◆ **WORK REQUEST**
Work out how many lines in the records include the word "mouth", then answer with nothing but that number.

Stored data entries
---

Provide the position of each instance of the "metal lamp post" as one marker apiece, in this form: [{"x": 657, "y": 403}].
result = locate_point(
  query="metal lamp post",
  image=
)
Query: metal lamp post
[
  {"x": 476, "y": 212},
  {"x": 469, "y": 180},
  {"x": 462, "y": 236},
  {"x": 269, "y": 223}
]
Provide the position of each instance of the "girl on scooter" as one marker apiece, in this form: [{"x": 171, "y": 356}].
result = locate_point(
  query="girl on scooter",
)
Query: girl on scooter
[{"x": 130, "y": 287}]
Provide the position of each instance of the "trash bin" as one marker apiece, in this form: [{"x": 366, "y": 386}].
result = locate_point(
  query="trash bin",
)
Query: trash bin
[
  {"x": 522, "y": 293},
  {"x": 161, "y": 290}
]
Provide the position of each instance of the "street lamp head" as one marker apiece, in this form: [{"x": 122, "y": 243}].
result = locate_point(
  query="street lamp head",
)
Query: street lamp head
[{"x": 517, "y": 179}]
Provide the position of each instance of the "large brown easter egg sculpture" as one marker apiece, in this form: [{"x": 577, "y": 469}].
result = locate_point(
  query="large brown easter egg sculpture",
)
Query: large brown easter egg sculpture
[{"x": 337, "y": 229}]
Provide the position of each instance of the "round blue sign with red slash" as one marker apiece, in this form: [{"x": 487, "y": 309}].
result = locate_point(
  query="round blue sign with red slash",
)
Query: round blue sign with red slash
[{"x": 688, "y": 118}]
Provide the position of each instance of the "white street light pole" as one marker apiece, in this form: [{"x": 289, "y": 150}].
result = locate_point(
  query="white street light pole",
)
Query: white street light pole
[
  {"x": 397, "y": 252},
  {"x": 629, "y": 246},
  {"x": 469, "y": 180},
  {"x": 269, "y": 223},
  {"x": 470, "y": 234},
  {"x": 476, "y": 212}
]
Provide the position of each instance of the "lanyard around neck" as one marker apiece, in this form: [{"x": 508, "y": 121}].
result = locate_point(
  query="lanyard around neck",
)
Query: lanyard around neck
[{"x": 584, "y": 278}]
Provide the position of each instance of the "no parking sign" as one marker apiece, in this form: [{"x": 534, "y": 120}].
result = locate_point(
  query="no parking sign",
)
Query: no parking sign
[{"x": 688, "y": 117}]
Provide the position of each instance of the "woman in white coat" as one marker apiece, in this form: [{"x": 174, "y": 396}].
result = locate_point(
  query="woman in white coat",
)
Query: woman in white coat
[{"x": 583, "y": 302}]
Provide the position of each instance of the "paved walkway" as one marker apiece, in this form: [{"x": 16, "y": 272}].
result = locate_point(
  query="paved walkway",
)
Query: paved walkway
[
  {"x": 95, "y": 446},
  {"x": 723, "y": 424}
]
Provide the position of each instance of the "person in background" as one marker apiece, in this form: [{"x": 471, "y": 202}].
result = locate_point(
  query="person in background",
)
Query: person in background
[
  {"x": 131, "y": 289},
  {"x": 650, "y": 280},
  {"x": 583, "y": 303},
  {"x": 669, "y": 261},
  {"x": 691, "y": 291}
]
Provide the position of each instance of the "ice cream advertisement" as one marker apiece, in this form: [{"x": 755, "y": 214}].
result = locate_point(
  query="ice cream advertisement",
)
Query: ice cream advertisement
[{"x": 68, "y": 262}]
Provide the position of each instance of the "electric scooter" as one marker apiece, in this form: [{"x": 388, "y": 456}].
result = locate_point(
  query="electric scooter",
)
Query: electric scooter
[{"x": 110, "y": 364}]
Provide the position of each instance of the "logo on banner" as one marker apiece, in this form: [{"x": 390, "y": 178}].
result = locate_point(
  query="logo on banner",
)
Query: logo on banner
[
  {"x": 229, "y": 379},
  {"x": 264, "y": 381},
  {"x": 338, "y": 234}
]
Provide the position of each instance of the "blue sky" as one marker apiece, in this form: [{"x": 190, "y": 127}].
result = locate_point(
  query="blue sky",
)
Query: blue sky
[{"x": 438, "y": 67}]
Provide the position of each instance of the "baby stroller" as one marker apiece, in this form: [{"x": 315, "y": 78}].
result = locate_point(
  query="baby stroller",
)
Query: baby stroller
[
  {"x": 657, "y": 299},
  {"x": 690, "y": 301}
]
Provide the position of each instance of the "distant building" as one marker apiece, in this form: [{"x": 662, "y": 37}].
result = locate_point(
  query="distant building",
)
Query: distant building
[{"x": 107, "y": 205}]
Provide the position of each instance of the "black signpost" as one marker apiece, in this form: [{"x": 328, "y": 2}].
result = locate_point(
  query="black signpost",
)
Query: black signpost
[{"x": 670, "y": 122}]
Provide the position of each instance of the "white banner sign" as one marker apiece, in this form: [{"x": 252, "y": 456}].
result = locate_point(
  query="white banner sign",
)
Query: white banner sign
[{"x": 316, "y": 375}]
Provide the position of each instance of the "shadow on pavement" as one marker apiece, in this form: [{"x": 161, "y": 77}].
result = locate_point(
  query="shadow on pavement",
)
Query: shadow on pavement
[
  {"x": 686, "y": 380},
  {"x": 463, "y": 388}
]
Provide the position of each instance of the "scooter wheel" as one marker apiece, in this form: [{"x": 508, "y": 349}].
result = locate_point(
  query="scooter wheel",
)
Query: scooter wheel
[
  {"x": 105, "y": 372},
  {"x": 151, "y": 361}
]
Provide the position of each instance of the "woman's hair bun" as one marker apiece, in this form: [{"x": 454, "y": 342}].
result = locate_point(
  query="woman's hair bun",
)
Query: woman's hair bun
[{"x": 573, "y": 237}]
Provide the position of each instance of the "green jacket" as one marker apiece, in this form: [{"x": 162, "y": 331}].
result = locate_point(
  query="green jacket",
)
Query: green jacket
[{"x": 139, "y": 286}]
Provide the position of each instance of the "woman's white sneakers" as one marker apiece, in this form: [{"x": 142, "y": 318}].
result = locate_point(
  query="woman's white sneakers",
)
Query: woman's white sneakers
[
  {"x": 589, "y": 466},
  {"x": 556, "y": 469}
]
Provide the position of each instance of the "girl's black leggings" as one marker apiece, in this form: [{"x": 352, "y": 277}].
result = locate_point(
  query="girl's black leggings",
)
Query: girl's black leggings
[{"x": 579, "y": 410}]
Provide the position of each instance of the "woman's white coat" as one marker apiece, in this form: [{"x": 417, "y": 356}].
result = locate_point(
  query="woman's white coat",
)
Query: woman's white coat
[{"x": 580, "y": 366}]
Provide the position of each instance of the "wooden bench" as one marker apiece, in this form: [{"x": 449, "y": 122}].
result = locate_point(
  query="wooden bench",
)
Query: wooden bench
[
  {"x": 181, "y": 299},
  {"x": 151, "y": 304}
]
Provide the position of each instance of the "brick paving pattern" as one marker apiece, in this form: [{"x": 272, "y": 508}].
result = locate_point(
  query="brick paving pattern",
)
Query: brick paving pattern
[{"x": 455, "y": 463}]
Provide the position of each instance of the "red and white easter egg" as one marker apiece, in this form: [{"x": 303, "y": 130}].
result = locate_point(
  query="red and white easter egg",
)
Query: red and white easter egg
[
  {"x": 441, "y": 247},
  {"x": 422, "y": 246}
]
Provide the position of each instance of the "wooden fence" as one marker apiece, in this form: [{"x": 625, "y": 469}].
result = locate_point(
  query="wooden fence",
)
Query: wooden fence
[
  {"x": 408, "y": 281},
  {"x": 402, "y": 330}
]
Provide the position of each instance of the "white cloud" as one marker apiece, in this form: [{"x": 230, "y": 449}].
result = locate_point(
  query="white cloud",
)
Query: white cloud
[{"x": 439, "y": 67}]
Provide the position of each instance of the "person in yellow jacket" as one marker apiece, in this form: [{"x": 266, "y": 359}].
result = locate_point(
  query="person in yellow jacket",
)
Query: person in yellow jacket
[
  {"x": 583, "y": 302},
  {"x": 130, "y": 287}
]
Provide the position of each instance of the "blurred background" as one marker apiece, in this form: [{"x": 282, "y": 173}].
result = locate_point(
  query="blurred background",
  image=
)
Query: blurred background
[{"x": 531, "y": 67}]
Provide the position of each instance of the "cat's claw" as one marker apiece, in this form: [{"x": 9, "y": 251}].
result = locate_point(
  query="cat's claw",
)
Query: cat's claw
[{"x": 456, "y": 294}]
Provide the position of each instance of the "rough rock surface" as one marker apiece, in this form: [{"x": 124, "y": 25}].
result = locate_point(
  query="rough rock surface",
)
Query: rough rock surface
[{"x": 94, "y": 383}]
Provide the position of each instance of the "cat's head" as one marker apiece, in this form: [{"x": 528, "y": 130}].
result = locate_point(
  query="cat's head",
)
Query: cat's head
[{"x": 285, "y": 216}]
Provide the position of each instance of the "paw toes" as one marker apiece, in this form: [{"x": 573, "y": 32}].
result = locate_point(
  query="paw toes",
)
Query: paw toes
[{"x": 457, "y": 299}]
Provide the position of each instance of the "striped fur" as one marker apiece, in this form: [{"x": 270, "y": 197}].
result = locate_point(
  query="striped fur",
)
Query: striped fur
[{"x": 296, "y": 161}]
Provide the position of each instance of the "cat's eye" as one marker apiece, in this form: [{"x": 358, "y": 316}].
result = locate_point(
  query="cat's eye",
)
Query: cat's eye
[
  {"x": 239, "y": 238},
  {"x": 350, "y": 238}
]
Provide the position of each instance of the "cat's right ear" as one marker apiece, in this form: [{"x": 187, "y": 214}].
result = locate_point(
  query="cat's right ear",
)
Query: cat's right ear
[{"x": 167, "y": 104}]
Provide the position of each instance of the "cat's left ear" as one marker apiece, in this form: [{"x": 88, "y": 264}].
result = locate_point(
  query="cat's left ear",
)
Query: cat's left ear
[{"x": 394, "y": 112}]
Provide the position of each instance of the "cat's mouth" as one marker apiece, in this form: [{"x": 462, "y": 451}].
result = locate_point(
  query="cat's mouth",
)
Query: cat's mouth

---

◆ **SOLUTION**
3